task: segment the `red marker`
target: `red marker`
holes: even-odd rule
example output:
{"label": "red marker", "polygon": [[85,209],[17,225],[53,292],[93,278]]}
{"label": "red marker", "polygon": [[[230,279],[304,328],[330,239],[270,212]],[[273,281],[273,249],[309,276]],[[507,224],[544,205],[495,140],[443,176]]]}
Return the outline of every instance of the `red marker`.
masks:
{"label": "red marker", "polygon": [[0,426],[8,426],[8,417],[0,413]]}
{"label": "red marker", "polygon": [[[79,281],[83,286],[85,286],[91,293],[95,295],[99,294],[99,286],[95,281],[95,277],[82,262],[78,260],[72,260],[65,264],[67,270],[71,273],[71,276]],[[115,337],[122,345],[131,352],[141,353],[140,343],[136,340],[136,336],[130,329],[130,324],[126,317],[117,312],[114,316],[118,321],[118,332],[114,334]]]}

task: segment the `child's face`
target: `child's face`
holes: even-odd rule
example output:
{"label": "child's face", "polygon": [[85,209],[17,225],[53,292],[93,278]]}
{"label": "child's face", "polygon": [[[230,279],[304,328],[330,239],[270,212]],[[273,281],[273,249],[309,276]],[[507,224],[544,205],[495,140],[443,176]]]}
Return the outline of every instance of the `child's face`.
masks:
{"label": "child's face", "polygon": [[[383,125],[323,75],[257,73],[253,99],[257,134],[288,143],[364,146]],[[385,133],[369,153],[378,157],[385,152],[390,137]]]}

..............................

* Work instruction
Show the lines of the records that contain the word "every".

* Solution to this task
Return the outline of every instance of the `red marker`.
Return the outline of every instance of the `child's face`.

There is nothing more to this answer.